◆ **Challenge**
Please gather and copy out every line of the records below that contains the word "green". Case counts.

————————

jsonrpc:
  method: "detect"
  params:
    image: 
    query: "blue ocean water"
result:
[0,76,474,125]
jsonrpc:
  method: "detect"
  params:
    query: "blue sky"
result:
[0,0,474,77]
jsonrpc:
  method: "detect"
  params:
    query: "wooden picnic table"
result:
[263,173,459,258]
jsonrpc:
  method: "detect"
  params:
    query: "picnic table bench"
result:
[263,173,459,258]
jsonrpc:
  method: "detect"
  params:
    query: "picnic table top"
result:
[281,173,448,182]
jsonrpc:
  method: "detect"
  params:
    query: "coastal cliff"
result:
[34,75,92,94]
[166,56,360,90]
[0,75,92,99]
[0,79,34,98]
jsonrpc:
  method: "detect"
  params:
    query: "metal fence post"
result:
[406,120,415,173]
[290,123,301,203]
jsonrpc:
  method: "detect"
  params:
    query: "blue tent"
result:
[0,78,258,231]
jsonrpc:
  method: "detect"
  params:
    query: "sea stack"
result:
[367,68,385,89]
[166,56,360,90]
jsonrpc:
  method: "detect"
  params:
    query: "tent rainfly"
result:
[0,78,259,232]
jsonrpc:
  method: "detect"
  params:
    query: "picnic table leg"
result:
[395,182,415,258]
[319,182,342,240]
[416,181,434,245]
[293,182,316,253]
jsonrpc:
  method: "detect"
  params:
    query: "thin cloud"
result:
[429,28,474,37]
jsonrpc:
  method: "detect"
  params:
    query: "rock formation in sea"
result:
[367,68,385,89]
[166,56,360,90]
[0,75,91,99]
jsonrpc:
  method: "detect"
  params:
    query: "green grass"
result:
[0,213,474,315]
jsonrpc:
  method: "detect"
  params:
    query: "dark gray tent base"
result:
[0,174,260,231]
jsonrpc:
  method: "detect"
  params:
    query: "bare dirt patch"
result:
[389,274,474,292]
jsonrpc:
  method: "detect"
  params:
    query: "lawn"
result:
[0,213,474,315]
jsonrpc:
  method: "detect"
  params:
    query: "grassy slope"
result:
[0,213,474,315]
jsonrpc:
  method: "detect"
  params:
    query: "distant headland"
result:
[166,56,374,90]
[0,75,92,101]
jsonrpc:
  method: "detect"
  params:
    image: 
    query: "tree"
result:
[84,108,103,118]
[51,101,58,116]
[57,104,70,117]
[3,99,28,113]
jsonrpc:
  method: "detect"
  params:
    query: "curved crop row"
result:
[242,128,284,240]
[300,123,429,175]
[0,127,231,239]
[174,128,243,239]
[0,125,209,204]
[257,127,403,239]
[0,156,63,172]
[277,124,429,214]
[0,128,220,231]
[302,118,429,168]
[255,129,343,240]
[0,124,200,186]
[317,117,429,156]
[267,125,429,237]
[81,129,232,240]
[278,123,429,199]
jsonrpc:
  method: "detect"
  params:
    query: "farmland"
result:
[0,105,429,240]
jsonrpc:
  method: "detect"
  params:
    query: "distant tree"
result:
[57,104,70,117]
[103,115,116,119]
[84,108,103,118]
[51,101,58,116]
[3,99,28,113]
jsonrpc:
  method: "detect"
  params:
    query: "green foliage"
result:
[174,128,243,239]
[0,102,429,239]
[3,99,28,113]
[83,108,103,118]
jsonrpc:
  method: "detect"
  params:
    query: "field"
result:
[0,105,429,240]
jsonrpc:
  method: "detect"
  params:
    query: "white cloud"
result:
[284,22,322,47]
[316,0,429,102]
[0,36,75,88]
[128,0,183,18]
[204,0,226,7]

————————

◆ **Result of this exercise**
    query: "green grass"
    query: "green foliage"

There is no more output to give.